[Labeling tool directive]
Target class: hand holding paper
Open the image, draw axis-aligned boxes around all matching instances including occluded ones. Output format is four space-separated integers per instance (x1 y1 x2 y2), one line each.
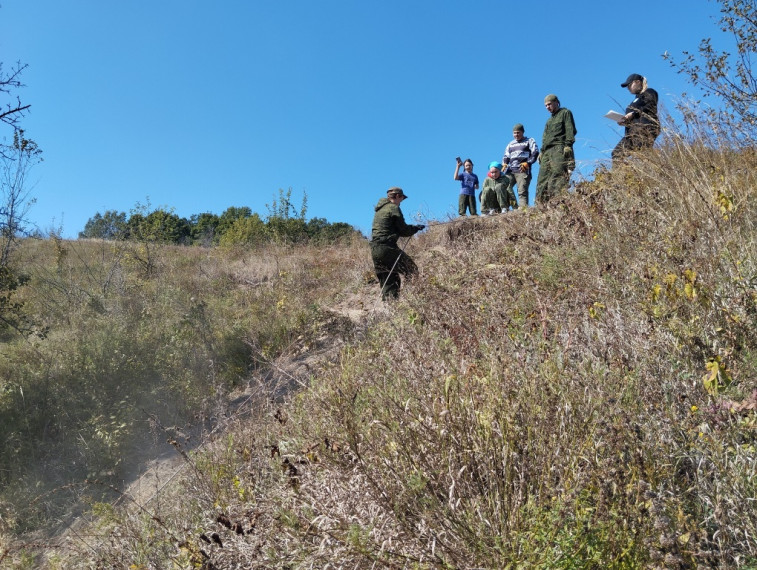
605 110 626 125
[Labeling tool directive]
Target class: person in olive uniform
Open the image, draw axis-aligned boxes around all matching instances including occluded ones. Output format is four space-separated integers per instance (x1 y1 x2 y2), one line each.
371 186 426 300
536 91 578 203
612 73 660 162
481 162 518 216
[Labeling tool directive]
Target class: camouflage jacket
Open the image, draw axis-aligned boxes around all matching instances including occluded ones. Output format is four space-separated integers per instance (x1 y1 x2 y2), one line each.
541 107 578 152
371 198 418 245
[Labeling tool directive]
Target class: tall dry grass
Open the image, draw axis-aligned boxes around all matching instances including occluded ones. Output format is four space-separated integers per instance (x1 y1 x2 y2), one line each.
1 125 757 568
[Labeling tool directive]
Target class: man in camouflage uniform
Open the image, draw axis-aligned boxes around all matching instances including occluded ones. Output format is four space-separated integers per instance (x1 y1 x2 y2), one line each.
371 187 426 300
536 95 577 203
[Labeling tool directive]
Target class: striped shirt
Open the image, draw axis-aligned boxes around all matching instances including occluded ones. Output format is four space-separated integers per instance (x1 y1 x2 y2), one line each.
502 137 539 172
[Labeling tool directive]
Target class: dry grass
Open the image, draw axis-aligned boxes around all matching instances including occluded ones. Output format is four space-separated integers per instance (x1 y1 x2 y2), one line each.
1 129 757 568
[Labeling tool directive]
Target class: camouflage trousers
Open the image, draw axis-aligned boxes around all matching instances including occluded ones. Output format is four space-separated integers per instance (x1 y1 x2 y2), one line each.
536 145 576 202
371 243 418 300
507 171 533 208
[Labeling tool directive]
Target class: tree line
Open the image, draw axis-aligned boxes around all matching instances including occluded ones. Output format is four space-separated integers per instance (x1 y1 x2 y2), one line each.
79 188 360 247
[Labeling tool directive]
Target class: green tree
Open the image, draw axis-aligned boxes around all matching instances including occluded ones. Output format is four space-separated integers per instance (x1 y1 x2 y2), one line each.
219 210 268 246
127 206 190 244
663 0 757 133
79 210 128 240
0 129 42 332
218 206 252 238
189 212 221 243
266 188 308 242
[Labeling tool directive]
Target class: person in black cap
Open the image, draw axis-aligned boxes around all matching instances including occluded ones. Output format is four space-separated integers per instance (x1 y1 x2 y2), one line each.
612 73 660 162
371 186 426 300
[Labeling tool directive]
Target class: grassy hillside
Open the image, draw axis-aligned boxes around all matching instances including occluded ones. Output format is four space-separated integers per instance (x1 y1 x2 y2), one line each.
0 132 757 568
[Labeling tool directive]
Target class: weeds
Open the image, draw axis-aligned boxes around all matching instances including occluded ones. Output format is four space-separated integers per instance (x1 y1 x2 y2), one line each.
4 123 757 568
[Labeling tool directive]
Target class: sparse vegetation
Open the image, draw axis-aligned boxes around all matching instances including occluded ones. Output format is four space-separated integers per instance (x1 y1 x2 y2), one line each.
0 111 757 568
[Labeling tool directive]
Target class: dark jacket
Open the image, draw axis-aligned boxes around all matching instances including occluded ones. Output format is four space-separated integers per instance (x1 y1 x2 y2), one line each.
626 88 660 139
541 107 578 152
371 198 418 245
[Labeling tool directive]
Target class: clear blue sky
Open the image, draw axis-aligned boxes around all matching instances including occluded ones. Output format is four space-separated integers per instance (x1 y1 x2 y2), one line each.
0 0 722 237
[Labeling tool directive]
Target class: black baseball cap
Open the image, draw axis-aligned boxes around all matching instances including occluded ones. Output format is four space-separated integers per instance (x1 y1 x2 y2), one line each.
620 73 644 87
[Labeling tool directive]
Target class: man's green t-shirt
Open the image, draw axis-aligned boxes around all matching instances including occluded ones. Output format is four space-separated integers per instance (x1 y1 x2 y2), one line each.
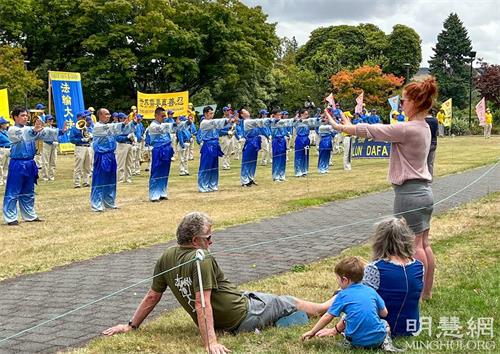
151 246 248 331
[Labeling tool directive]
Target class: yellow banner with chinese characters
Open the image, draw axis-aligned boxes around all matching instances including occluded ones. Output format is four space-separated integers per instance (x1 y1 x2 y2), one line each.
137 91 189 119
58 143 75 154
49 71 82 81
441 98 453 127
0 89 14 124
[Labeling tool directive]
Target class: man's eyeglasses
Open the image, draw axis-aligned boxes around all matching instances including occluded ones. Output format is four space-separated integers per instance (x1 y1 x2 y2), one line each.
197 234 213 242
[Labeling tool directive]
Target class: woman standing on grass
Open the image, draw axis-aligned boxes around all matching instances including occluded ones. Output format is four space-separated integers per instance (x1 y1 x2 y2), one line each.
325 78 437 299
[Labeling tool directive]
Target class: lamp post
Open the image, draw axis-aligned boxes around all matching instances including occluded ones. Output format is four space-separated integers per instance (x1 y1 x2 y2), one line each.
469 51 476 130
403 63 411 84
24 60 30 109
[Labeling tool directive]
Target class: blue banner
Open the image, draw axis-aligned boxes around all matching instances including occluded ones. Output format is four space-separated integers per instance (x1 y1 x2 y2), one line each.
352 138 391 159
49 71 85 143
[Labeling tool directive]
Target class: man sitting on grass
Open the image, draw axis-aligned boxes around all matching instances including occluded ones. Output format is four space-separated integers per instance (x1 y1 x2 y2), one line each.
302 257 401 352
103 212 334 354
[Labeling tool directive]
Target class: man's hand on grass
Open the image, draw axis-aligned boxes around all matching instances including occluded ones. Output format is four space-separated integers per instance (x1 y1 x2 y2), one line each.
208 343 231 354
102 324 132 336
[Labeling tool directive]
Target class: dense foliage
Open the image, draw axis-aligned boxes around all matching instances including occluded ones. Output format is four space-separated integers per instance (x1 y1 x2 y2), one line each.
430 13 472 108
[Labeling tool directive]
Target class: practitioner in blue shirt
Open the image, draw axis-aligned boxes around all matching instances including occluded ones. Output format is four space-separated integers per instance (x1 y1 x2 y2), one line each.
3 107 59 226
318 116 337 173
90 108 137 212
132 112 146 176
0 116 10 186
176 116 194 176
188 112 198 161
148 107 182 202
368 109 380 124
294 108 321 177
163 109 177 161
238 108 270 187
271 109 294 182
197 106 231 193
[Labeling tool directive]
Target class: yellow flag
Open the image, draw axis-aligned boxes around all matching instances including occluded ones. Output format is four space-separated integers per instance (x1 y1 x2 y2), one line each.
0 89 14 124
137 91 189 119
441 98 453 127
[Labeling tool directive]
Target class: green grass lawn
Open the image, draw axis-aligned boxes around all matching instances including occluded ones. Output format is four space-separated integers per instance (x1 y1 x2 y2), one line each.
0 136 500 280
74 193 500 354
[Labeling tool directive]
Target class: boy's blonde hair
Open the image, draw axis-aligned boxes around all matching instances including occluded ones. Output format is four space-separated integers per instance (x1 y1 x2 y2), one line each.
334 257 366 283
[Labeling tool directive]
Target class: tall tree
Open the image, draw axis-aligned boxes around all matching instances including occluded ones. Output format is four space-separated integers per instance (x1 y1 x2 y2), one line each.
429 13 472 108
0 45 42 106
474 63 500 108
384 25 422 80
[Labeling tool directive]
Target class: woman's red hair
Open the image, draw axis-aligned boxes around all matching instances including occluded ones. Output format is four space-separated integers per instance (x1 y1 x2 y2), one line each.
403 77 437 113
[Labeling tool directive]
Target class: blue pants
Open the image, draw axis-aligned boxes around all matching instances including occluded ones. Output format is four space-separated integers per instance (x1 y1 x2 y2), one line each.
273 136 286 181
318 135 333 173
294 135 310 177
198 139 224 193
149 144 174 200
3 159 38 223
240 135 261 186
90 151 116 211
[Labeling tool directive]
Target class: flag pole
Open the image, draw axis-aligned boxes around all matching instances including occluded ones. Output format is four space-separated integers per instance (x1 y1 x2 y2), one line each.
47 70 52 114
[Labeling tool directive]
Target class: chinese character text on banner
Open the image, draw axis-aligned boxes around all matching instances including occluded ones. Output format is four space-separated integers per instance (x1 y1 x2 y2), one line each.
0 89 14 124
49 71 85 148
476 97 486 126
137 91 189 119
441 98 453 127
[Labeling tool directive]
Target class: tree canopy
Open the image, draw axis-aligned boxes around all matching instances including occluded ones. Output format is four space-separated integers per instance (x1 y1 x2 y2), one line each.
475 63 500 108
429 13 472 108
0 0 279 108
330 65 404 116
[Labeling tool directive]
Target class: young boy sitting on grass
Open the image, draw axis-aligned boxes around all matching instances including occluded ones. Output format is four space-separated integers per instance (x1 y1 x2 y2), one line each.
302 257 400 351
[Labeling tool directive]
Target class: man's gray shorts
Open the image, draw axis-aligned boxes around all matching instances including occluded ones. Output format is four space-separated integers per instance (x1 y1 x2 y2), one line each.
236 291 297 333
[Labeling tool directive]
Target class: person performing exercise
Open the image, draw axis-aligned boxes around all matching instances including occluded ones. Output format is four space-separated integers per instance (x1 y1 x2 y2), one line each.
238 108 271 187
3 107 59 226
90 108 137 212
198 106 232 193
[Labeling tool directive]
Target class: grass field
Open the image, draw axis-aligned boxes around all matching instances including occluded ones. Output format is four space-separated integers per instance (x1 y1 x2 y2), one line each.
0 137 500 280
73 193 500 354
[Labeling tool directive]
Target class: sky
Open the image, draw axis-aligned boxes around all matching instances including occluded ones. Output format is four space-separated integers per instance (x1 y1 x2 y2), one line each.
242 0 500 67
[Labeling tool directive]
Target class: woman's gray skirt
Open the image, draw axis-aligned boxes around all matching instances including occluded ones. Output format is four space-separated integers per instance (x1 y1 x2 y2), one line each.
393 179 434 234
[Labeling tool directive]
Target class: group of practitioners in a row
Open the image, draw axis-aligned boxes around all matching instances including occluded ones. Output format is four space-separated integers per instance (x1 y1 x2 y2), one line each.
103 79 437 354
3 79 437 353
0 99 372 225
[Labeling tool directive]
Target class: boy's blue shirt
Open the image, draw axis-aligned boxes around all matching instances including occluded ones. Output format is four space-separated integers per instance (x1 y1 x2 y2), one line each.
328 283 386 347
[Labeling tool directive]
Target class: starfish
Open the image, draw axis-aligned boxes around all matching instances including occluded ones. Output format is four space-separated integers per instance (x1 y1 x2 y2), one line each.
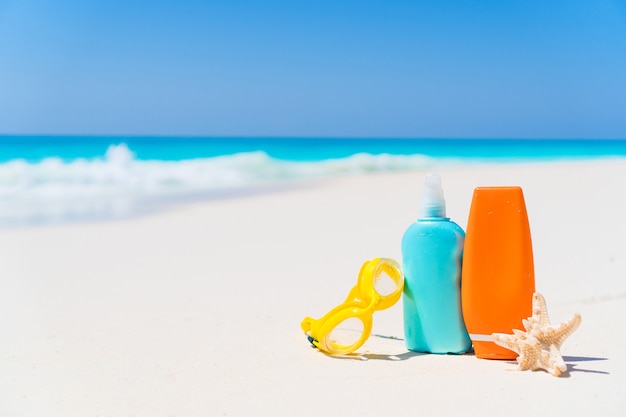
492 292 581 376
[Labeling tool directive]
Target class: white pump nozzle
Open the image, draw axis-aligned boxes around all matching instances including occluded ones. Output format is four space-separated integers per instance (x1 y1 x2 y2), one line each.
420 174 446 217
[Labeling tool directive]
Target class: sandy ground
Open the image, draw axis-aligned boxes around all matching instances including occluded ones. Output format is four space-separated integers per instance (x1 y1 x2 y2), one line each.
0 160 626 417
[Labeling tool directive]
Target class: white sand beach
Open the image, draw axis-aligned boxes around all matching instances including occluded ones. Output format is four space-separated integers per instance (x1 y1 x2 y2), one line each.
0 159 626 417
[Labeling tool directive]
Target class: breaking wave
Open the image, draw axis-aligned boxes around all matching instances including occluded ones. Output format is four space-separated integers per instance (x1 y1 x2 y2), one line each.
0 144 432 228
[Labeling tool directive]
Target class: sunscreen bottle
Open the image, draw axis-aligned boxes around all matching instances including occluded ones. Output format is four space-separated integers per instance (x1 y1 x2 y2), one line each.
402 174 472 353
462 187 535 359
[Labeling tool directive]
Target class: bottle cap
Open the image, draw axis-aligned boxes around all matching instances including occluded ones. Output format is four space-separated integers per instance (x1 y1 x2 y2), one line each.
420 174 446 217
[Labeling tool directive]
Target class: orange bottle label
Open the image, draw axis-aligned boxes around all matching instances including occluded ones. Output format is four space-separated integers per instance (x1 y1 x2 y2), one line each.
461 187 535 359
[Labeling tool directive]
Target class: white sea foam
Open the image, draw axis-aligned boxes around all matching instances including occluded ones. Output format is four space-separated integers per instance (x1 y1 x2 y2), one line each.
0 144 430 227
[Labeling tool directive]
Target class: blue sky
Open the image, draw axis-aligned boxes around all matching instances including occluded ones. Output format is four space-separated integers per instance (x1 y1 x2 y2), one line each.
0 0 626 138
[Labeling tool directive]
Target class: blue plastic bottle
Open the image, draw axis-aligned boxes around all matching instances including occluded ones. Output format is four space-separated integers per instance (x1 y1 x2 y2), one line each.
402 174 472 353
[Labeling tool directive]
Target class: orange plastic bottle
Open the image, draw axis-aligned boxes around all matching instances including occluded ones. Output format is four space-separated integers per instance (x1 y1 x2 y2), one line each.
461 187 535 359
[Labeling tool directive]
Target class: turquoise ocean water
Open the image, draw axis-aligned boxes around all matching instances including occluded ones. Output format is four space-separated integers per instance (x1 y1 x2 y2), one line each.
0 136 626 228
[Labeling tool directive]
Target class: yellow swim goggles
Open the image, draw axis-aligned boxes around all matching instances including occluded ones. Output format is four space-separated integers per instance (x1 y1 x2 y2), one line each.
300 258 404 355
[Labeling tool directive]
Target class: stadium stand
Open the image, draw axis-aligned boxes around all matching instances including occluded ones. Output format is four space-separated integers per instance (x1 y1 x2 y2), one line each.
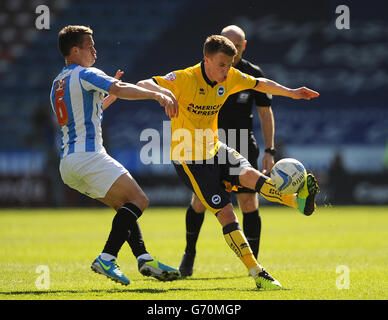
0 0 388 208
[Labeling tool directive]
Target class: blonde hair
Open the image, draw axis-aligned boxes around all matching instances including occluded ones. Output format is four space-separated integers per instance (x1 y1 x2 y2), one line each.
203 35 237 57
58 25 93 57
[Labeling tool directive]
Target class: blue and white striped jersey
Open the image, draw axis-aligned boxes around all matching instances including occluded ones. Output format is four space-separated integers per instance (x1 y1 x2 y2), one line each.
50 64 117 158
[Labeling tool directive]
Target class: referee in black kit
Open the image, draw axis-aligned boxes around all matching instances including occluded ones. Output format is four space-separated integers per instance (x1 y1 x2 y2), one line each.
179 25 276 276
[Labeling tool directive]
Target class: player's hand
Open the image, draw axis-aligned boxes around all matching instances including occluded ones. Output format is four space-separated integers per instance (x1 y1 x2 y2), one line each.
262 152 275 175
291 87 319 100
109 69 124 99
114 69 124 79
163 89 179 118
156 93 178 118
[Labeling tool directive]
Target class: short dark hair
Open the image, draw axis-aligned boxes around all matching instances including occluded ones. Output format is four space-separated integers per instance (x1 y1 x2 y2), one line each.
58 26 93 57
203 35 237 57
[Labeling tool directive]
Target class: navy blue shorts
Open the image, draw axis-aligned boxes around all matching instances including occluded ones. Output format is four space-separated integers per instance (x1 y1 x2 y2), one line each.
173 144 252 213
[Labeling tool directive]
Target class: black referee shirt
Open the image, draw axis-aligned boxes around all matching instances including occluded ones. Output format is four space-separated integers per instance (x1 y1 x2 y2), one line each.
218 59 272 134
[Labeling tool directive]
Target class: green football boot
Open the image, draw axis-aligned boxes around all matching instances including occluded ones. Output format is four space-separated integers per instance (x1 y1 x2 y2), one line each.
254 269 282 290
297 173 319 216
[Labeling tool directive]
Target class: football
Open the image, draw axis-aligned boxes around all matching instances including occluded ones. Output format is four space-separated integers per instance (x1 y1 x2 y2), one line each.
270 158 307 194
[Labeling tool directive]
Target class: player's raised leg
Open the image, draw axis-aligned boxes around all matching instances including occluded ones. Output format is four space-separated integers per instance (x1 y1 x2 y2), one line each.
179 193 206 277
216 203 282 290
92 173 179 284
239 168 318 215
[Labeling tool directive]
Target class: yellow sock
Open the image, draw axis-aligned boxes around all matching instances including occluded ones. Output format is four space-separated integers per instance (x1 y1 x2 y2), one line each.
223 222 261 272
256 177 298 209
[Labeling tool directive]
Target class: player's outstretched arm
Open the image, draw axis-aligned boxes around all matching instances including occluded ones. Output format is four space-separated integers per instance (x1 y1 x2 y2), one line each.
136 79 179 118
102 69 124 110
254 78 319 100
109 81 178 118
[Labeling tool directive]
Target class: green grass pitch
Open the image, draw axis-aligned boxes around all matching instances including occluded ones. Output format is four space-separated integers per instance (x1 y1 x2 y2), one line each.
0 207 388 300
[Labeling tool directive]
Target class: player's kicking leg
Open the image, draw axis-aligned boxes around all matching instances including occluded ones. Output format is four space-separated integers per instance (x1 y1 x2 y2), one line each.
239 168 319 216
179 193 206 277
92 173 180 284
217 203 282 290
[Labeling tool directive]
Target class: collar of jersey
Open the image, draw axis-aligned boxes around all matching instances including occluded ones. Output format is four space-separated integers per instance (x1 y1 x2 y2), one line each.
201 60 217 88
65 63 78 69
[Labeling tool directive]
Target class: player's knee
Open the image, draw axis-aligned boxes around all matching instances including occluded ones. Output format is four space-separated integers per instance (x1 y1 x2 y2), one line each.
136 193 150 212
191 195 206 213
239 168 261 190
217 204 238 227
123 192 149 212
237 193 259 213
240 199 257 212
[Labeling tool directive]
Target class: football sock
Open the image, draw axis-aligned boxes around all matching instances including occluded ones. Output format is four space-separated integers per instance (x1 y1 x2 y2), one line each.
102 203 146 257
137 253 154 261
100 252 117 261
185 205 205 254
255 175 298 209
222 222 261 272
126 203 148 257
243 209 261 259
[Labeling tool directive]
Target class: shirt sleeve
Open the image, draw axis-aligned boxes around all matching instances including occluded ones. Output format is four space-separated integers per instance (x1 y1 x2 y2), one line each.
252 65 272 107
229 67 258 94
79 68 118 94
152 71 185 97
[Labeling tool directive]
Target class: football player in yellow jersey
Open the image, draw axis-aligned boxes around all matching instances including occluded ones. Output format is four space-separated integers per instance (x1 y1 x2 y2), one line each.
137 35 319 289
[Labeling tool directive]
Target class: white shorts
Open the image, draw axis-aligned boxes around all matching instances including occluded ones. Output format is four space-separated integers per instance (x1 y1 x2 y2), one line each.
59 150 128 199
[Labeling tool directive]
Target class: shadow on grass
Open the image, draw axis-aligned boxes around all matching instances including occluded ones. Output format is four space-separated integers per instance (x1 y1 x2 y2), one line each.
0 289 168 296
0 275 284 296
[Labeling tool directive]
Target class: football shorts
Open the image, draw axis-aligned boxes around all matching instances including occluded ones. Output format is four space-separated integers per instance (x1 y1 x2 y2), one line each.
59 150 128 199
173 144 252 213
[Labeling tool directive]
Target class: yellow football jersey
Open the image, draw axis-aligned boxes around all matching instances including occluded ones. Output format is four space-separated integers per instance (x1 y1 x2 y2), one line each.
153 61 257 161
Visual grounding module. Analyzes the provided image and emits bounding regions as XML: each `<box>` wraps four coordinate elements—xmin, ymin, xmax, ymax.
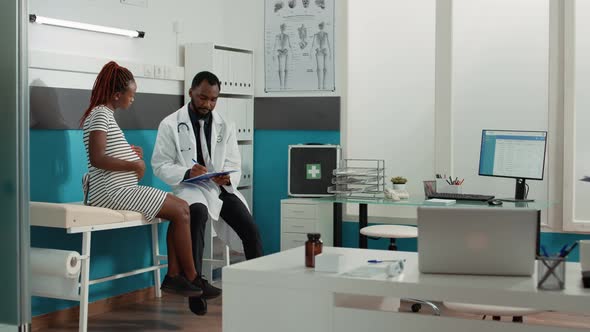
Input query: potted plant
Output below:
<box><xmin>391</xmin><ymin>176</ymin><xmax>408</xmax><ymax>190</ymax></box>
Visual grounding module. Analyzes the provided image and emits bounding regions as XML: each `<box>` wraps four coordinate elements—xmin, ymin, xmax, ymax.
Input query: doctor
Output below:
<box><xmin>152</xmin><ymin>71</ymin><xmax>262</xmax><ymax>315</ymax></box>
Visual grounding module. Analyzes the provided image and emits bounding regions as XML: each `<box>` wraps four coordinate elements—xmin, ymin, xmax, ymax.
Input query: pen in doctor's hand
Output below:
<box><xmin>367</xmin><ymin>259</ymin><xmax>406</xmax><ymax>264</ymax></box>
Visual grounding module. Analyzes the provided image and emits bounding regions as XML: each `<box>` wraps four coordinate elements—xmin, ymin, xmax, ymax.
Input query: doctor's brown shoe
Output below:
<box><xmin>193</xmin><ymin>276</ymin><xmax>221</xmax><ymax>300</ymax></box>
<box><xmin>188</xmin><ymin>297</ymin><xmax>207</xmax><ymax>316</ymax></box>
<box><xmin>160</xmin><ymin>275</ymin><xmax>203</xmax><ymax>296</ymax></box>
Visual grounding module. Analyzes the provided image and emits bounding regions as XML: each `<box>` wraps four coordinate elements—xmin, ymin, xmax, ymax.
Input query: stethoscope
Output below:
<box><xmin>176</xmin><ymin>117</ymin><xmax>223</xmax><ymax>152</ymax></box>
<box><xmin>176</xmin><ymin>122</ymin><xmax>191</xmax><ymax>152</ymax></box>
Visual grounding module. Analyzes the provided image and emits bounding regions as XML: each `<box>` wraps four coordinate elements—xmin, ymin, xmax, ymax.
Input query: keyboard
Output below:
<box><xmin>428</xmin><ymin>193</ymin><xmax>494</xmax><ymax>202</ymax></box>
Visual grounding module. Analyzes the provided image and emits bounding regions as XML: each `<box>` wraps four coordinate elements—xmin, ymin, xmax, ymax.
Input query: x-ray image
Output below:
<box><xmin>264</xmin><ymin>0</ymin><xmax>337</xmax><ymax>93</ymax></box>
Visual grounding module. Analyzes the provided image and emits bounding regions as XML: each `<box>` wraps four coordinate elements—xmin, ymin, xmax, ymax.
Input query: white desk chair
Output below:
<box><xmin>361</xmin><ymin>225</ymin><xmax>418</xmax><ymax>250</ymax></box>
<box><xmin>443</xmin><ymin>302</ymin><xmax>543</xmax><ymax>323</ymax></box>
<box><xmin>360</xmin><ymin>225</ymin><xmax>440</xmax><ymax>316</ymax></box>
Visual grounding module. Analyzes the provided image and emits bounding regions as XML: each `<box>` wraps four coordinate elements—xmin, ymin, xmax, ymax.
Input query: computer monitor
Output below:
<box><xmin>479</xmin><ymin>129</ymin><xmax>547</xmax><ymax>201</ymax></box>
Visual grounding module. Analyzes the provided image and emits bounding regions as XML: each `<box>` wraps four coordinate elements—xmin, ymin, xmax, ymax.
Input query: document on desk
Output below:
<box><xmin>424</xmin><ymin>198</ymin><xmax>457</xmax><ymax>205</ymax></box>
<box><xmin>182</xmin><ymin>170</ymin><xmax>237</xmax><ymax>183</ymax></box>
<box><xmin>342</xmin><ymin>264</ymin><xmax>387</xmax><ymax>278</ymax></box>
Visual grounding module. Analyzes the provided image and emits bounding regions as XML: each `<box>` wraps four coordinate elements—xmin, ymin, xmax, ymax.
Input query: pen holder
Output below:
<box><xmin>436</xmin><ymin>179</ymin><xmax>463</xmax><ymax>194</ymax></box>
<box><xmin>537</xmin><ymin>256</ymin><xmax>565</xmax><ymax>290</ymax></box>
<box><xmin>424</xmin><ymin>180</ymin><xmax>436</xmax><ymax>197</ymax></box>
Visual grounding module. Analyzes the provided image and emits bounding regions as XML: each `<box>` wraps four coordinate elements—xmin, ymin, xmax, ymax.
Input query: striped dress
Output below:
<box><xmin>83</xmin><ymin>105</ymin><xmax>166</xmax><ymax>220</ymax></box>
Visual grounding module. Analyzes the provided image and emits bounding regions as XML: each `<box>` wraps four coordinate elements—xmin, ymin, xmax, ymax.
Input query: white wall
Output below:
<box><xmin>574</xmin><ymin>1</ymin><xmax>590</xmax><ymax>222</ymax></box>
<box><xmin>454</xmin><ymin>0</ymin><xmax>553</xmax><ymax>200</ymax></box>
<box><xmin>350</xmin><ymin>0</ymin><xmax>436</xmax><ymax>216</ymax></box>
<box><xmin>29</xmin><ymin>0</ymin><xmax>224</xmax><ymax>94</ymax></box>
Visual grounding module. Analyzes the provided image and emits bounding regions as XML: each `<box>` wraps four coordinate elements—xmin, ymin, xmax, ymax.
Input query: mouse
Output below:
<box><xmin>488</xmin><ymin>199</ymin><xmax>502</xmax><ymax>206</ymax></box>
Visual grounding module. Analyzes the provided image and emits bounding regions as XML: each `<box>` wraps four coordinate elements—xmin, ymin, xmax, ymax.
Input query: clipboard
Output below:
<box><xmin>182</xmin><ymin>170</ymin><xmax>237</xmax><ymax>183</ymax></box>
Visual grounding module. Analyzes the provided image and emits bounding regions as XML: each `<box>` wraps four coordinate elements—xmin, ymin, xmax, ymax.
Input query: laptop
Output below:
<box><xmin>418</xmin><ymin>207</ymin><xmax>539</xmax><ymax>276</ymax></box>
____
Swap "olive" for "green" in everything from the start of the items down to the line containing "481 162 518 216", keeping the rest unchanged. Reproduce only those lines and leave out the pictures.

- [OUTPUT FOR THIS EXERCISE]
[Labeling tool directive]
Target class: hand holding paper
Open the image, draw axis-aligned boxes around all matching instances including occluded ones. Output format is four space-separated integers per instance (x1 y1 x2 y2), one line each.
605 110 626 125
[Labeling tool directive]
Target class: person in green uniform
Open the image, draw axis-aligned boxes around all matching instances including occluded ones. Output format is four space-separated integers per instance (x1 y1 x2 y2), one line each.
371 186 426 300
536 91 578 203
612 73 660 162
481 162 518 216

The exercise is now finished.